[BEGIN]

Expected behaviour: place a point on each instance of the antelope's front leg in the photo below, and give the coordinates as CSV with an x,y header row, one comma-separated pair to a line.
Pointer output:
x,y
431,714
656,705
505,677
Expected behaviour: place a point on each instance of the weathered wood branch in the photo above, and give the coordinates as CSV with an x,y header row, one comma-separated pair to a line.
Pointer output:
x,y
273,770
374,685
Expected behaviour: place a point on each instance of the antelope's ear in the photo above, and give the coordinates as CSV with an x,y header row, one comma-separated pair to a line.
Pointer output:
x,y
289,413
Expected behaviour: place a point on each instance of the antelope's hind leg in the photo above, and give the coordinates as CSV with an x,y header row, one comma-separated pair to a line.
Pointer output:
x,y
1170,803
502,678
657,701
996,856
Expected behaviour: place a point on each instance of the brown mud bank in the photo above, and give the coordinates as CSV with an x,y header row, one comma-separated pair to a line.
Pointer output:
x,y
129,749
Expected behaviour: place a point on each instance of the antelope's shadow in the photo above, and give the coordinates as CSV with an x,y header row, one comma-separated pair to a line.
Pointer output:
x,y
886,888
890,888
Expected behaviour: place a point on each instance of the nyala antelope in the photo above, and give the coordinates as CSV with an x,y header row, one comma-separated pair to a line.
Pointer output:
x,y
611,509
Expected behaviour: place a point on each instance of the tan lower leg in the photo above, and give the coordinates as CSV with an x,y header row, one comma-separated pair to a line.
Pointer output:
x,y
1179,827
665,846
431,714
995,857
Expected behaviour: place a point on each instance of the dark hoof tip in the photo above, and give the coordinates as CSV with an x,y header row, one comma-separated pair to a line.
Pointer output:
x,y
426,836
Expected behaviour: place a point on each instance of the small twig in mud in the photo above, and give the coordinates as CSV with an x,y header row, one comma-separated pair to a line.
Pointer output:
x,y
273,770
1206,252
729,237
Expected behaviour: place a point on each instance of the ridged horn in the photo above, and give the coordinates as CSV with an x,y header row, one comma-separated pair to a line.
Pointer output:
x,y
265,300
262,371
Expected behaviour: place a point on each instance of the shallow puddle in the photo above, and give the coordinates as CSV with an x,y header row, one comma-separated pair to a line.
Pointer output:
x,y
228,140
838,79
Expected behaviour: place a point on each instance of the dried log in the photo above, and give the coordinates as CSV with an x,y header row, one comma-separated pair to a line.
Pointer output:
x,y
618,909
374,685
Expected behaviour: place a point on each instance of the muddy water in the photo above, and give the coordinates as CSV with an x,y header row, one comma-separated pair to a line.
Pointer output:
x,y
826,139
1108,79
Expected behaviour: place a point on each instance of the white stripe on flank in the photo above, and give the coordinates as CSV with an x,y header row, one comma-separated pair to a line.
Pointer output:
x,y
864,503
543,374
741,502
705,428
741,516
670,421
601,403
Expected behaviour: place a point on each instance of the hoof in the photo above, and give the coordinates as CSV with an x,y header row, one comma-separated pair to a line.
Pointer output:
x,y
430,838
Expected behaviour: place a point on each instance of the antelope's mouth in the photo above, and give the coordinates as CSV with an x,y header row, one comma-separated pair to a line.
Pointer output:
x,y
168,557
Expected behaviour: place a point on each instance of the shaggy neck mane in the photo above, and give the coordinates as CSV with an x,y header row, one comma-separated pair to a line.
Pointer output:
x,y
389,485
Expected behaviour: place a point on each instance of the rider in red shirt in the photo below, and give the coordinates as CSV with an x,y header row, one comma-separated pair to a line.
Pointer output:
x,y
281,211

[END]
[BEGIN]

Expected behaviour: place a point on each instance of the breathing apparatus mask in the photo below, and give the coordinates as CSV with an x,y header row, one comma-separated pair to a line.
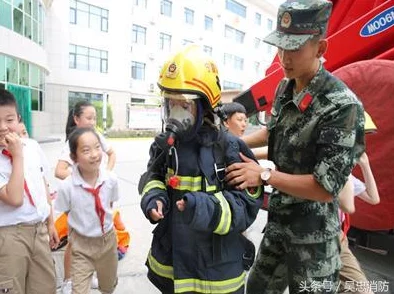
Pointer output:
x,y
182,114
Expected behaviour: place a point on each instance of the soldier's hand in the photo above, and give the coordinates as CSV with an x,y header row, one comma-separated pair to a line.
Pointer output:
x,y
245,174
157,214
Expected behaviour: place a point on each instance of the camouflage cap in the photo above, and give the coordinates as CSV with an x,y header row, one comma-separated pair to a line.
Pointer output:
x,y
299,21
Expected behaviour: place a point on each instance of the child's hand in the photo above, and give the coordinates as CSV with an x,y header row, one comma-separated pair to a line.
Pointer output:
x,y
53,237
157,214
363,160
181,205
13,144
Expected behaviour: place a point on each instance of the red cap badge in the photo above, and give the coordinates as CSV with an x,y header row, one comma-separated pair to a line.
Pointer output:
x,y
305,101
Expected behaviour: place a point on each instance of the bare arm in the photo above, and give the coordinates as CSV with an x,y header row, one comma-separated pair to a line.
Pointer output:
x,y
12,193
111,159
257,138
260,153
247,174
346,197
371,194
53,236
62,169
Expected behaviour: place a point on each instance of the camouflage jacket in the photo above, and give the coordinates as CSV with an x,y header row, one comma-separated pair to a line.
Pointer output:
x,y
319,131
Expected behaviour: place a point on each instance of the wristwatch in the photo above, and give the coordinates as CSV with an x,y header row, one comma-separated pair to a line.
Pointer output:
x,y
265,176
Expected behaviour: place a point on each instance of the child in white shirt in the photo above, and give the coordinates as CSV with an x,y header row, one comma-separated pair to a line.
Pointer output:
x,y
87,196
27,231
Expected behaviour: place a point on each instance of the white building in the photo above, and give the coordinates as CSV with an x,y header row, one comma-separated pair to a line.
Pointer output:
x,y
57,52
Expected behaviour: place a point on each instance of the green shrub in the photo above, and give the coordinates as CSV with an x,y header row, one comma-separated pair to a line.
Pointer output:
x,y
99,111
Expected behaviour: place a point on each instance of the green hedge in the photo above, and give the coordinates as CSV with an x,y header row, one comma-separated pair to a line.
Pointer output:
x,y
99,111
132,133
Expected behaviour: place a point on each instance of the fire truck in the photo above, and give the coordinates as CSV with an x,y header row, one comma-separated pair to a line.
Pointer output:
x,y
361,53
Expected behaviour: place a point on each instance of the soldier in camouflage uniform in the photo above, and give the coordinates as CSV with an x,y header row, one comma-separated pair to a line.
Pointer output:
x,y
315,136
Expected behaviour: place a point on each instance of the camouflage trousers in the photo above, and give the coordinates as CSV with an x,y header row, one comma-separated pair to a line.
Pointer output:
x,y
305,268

[END]
[BEGIN]

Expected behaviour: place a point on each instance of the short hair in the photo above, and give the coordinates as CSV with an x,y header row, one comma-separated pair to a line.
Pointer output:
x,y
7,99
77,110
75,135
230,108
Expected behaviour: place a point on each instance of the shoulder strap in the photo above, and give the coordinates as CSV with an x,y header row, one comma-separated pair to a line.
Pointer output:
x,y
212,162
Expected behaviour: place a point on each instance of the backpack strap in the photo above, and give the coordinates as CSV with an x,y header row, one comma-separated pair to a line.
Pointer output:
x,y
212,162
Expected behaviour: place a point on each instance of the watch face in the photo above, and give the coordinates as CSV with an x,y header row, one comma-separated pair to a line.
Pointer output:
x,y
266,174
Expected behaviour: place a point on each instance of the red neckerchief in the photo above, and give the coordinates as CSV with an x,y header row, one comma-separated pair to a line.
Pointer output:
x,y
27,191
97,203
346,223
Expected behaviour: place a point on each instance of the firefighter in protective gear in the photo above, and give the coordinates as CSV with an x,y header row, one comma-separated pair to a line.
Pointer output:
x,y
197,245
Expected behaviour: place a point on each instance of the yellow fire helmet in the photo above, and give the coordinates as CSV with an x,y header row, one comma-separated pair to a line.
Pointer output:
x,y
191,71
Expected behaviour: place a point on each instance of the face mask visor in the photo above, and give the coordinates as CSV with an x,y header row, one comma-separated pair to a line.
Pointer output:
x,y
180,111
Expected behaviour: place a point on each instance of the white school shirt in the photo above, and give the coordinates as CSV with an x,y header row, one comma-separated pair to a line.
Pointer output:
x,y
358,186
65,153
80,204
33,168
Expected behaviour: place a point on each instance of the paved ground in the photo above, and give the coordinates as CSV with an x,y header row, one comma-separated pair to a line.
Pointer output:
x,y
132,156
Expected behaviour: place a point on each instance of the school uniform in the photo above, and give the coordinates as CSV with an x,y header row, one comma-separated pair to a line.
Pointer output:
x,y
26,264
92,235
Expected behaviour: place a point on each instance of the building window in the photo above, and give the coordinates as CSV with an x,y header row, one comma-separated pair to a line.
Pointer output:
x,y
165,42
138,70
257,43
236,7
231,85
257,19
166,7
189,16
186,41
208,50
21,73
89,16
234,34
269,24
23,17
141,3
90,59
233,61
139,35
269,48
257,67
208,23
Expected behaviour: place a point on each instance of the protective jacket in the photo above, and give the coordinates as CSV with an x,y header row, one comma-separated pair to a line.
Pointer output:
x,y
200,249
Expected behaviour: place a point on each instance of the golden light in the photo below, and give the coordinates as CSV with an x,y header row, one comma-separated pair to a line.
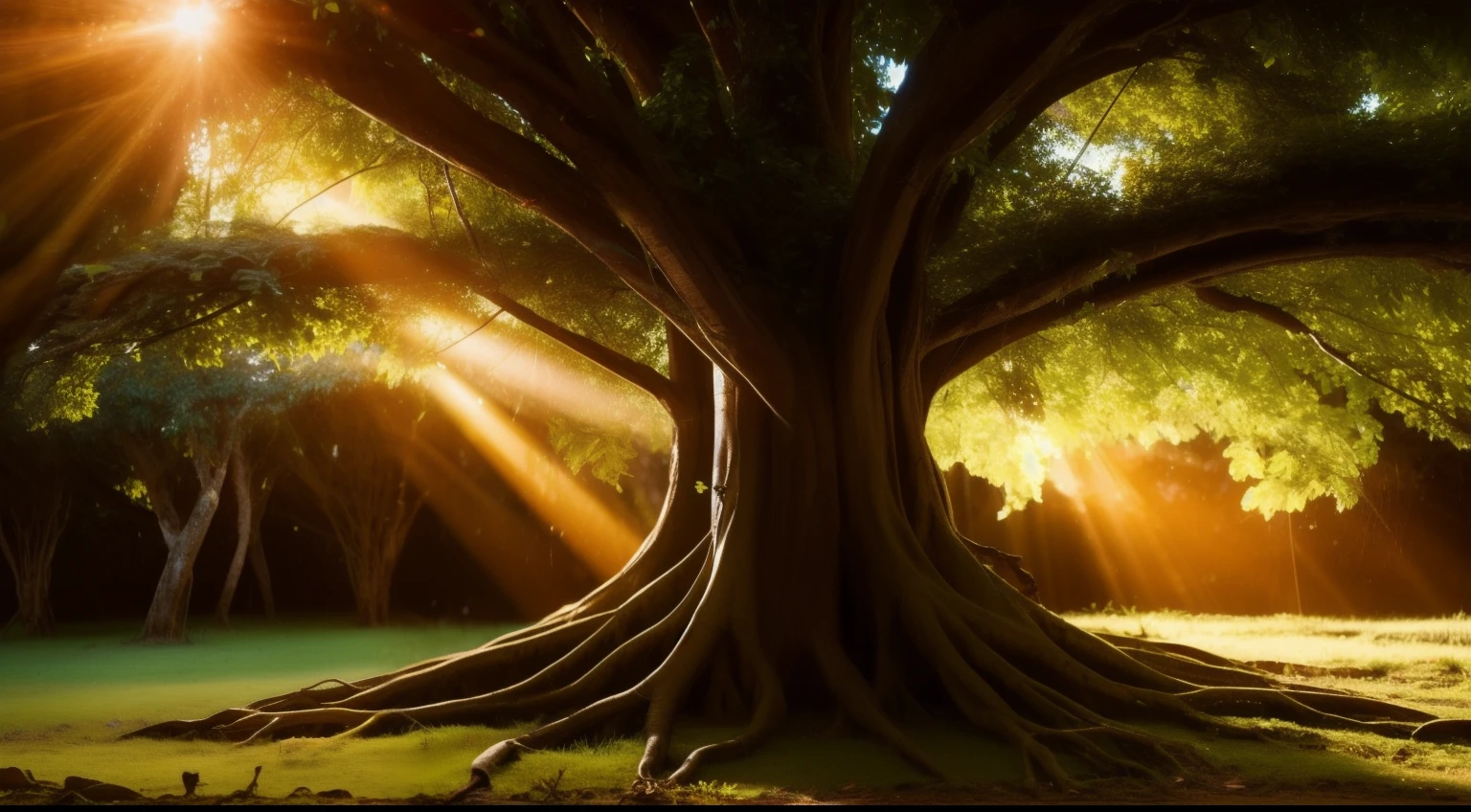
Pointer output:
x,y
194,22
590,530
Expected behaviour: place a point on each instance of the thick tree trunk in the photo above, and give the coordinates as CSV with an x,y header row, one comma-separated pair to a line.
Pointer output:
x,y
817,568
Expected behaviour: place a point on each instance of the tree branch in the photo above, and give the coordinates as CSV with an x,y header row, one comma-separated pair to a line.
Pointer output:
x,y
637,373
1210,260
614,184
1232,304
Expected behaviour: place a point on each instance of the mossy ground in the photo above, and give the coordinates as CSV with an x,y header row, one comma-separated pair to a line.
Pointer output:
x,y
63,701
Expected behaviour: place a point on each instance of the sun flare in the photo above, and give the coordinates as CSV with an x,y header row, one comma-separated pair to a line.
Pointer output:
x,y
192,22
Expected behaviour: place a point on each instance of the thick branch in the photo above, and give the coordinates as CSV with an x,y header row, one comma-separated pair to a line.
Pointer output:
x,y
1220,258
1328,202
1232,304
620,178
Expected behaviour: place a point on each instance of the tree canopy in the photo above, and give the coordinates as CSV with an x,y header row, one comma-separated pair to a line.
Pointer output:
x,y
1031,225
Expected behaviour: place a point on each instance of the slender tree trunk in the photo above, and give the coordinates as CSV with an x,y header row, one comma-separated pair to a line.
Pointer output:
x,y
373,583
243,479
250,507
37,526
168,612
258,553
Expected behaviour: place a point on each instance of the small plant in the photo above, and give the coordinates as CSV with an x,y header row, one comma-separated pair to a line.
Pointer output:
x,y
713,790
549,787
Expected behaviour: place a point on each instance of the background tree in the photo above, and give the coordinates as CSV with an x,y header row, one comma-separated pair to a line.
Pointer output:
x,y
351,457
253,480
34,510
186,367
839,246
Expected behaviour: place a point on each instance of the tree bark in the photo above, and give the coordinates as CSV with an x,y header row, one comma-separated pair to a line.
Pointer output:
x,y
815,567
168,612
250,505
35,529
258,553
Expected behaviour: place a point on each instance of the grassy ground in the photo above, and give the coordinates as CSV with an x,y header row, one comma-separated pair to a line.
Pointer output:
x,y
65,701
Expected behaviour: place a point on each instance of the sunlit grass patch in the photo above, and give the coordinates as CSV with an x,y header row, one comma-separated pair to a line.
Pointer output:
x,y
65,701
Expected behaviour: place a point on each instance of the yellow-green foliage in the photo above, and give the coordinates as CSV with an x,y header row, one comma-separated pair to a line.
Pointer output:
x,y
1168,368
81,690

[END]

## GOAL OF THE EXERCISE
Show every line from the records above that contains the word "face", matching case exactly.

## SOLUTION TO THIS PROBLEM
Expected behaviour: place a point on each instance of the watch face in the photo above, and give the coordinates as CSV with an x,y header row, one comma-separated pair to a line.
Expected behaviour: place a point on each instance of the face mask visor in the photo above, and give the coordinates as CSV with an x,y header row, one comma-separated pair to a line.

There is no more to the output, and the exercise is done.